:: 文档节选

数据采集与融合技术实践作业二

码云链接:数据采集与融合技术码云

下面作业完整代码链接:gitee链接

作业①:

  • 要求:在中国气象网(http://www.weather.com.cn)给定城市集的 7
    日天气预报,并保存在数据库。
  • 输出信息:Gitee 文件夹链接
    image

(1)实验过程

代码实现
from bs4 import BeautifulSoup
import urllib.request
import sqlite3

class WeatherDB:
    def openDB(self):
        self.con = sqlite3.connect("weathers.db")
        self.cursor = self.con.cursor()
        self.cursor.execute("CREATE TABLE IF NOT EXISTS weathers (wCity VARCHAR(16), wDate VARCHAR(16), wWeather VARCHAR(64), wTemp VARCHAR(32), PRIMARY KEY (wCity, wDate))")

    def closeDB(self):
        self.con.commit()
        self.con.close()

    def insert(self, city, date, weather, temp):
        try:
            self.cursor.execute("INSERT INTO weathers (wCity, wDate, wWeather, wTemp) VALUES (?, ?, ?, ?)", (city, date, weather, temp))
        except sqlite3.IntegrityError as err:
            print(f"Error inserting data: {err}")

    def show(self):
        self.cursor.execute("SELECT * FROM weathers")
        rows = self.cursor.fetchall()
        print("%-16s %-16s %-32s %-16s" % ("city", "date", "weather", "temp"))
        for row in rows:
            print("%-16s %-16s %-32s %-16s" % (row[0], row[1], row[2], row[3]))

class WeatherForecast:
    def __init__(self):
        self.headers = {
            "User-Agent": "Mozilla/5.0 (Windows; U; Windows NT 6.0 x64; en-US; rv:1.9pre) Gecko/2008072421 Minefield/3.0.2pre"}
        self.cityCode = {"北京": "101010100", "上海": "101020100", "广州": "101280101", "深圳": "101280601"}

    def forecastCity(self, city):
        if city not in self.cityCode:
            print(f"{city} code cannot be found")
            return

        url = f"http://www.weather.com.cn/weather/{self.cityCode[city]}.shtml"

::::
:: 数据列表

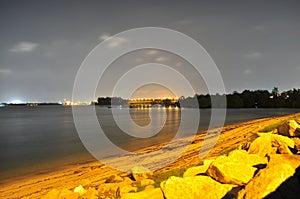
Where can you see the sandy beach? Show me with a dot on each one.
(95, 173)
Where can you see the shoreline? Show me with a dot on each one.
(95, 173)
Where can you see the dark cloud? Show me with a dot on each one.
(254, 43)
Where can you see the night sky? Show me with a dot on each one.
(255, 44)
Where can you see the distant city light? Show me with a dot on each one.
(16, 101)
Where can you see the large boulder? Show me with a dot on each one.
(231, 171)
(279, 169)
(245, 157)
(262, 146)
(193, 171)
(194, 187)
(297, 143)
(113, 188)
(290, 129)
(139, 173)
(147, 194)
(268, 143)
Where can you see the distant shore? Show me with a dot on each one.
(95, 173)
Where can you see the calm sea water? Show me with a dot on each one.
(39, 139)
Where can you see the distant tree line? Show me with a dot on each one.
(245, 99)
(256, 99)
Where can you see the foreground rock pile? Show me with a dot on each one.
(269, 167)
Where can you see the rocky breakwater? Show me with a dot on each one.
(268, 167)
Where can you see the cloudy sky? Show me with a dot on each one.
(255, 44)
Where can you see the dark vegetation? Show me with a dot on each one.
(245, 99)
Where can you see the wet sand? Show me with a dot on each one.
(95, 173)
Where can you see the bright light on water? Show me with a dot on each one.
(16, 101)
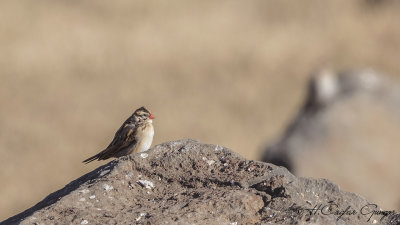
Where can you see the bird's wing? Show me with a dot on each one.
(125, 136)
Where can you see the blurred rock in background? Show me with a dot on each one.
(348, 131)
(223, 72)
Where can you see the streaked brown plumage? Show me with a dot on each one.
(135, 135)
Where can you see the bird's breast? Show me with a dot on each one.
(147, 138)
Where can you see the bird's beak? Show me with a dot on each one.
(151, 116)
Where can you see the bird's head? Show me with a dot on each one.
(142, 114)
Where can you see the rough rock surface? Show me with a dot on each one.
(347, 131)
(186, 182)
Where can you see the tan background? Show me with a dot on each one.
(224, 72)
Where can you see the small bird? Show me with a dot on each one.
(135, 135)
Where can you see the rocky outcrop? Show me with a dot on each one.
(187, 182)
(348, 131)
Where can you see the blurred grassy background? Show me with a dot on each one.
(224, 72)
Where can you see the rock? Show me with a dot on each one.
(348, 131)
(177, 184)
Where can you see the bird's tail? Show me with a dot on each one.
(95, 157)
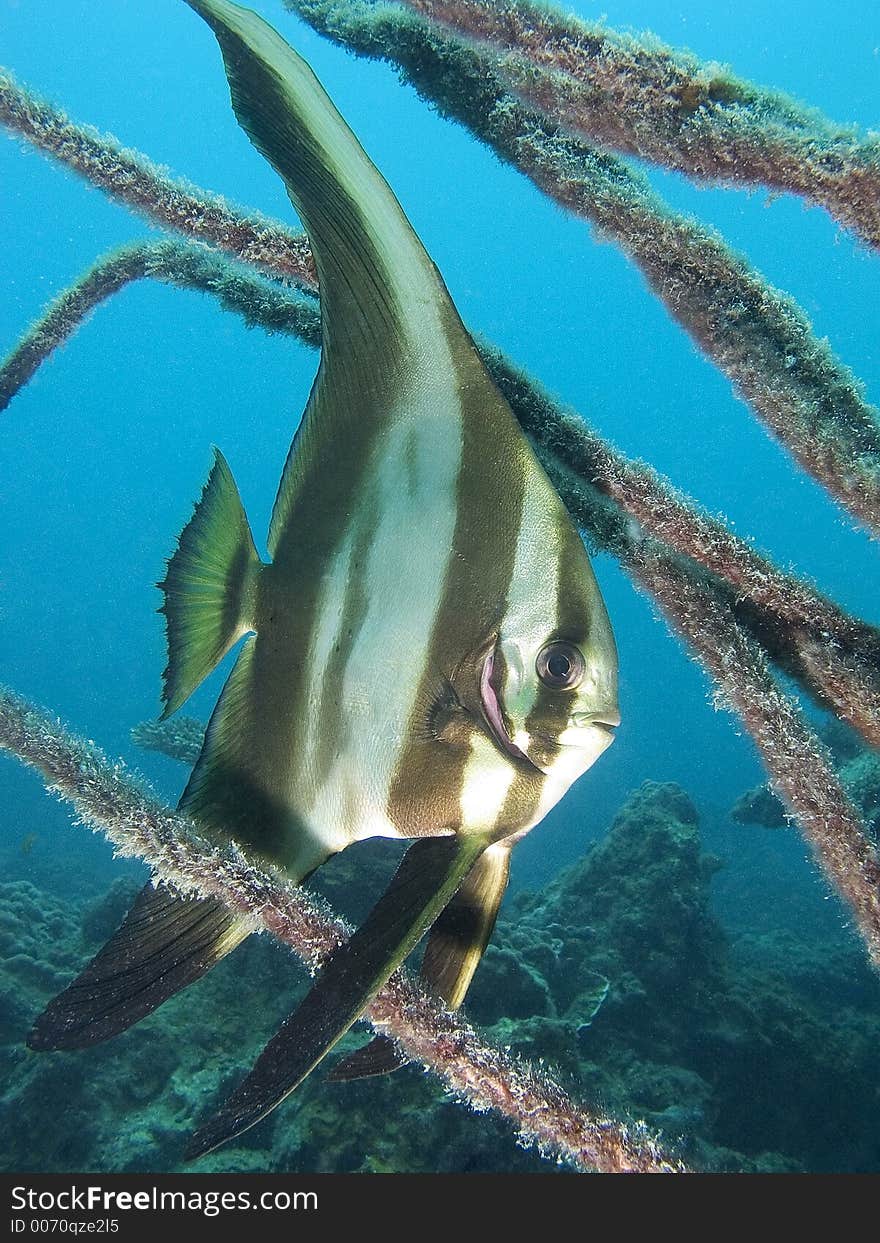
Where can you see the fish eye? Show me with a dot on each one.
(561, 665)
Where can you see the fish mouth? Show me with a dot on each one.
(494, 715)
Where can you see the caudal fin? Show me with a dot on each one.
(164, 944)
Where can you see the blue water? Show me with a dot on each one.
(106, 450)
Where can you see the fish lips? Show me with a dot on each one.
(598, 729)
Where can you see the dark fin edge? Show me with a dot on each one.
(455, 947)
(426, 879)
(164, 944)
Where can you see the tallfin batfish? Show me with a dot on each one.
(425, 651)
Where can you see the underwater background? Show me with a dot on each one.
(666, 958)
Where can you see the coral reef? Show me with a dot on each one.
(190, 863)
(753, 1053)
(742, 617)
(858, 771)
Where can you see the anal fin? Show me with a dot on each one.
(426, 879)
(164, 944)
(455, 947)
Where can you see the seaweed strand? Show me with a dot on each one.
(755, 333)
(107, 799)
(637, 96)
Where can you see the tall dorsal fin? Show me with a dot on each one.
(372, 267)
(389, 327)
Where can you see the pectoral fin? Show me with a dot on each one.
(209, 587)
(455, 947)
(164, 944)
(426, 879)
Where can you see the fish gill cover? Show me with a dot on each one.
(741, 614)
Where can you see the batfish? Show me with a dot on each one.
(425, 653)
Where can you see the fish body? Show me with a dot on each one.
(425, 650)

::::

→ 给定任务: 判断以下三项陈述是否与天气预报作业的文档节选相符，逐项答“是”或“否”，并原样摘录文中起决定作用的语句。(a) 程序连接的数据库文件名为 weathers.db。(b) 城市代码字典中包含杭州。(c) weathers 表的主键由 wCity 与 wDate 共同组成。

→ 任务解答:
(a) 是：self.con = sqlite3.connect("weathers.db")
(b) 否：self.cityCode = {"北京": "101010100", "上海": "101020100", "广州": "101280101", "深圳": "101280601"}
(c) 是：PRIMARY KEY (wCity, wDate)